PROBLEM DETAILS:
Return every line of the entries below unchanged, character for character.

RECORDS FOR THIS EXERCISE:

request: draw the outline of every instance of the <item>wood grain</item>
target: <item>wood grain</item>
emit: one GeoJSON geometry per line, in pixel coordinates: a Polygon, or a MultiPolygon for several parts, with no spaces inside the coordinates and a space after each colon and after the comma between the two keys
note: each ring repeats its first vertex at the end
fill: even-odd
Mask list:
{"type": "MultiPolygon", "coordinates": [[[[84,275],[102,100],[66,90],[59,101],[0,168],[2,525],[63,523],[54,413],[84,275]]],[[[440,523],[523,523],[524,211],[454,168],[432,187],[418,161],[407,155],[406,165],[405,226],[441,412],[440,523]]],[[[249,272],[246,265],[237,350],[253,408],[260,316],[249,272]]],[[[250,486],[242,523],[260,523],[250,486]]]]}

EXERCISE SOLUTION:
request: draw the outline of every instance of the <item>wood grain</item>
target: <item>wood grain</item>
emit: one GeoJSON geometry per line, in pixel coordinates: a Polygon, or a MultiPolygon for several parts, with no spaces inside the coordinates and a space after each colon and after the comma between the two keys
note: each ring repeats its first vertex at the end
fill: even-odd
Mask list:
{"type": "MultiPolygon", "coordinates": [[[[84,275],[102,100],[66,90],[59,101],[0,168],[2,525],[63,523],[54,413],[84,275]]],[[[440,523],[523,523],[524,211],[454,168],[432,187],[418,161],[407,155],[406,165],[405,226],[441,412],[440,523]]],[[[249,272],[246,265],[237,350],[253,408],[260,316],[249,272]]],[[[250,486],[242,523],[260,523],[250,486]]]]}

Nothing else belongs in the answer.